◆ **GIVEN REQUEST**
From the listing below, gather each line that contains the string "plastic". Only count matches whose capitalization is the same.

####

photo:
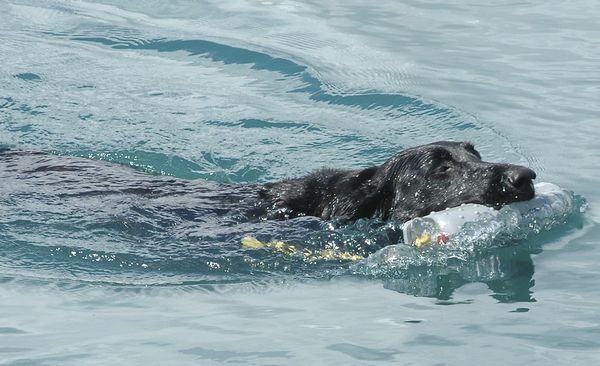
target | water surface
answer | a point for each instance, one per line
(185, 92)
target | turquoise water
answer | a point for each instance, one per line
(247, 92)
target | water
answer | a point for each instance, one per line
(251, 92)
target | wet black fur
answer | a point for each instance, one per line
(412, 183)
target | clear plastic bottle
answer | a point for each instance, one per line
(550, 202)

####

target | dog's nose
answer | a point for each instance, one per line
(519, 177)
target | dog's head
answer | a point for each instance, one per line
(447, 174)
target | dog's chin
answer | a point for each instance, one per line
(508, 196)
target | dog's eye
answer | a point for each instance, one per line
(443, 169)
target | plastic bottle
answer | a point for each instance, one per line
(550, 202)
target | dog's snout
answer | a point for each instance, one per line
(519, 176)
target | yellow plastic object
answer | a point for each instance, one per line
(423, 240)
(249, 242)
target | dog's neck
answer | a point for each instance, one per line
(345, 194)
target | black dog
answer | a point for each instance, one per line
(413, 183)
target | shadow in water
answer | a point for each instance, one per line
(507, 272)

####

◆ **SOLUTION BELOW**
target | clear plastic bottle
target | plastic bottle
target | yellow plastic object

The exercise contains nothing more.